| Description of the task |
Since only part of the records is wanted, repeat exactly the lines from the one containing "Practice: put a marker on each instance of the coverall" through the last line, both included.

Referring expression pointing data:

+++

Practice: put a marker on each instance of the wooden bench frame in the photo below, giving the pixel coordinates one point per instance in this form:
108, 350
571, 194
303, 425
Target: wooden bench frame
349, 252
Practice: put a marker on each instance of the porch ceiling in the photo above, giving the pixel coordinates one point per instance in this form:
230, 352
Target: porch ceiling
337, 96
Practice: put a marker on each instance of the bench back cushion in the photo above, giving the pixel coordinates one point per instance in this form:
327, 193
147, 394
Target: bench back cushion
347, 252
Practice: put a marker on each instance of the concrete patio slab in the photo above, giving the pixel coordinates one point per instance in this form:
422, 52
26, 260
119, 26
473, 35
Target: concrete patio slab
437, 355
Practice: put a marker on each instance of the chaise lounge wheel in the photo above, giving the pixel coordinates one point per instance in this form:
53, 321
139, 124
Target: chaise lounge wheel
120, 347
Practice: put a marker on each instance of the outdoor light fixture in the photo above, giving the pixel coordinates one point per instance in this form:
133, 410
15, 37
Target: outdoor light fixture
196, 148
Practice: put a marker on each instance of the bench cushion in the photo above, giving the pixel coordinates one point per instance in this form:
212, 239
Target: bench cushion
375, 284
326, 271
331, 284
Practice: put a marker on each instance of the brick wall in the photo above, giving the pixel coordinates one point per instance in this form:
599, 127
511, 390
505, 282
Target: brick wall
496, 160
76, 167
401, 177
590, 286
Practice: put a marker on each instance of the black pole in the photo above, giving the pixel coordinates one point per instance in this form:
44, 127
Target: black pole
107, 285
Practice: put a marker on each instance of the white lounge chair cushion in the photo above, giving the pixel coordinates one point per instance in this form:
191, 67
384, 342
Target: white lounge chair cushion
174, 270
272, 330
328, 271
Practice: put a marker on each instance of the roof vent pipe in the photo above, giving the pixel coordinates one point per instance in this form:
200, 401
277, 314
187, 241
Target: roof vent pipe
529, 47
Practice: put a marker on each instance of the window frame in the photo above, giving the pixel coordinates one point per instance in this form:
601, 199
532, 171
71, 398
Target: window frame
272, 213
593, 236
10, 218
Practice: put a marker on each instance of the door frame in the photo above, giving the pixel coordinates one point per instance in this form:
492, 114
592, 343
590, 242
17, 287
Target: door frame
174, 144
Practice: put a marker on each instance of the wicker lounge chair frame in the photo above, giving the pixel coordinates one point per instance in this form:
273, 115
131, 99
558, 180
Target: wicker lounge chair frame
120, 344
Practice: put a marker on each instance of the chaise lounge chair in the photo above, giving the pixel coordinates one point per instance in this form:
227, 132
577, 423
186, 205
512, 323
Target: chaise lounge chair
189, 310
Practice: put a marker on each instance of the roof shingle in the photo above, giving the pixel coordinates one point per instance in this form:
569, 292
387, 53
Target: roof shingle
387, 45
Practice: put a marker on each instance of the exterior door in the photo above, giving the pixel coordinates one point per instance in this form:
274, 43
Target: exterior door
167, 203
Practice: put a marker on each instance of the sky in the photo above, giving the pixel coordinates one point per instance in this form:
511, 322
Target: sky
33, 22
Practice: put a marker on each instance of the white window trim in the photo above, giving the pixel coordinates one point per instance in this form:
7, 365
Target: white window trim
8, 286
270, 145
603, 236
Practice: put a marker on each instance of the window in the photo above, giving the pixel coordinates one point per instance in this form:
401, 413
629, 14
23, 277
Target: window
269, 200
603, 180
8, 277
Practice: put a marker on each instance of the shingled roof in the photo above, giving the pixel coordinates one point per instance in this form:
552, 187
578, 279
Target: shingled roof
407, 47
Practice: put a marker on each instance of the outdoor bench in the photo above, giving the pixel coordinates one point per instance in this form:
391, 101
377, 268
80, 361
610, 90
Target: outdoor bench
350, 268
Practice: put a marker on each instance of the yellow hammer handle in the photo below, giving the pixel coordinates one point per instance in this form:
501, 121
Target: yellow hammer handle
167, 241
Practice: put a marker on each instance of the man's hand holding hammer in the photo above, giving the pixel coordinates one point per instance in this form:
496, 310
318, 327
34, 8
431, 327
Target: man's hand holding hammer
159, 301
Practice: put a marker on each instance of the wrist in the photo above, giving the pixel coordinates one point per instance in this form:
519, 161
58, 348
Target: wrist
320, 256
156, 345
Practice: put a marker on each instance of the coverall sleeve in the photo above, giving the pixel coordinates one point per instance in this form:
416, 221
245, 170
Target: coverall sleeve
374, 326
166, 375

+++

| Answer to this exercise |
Practice: put a marker on each instance of the coverall sleeve in the photo above, giving the pixel coordinates one point per instance in this form:
416, 221
245, 170
Target: coverall sleeve
374, 326
166, 375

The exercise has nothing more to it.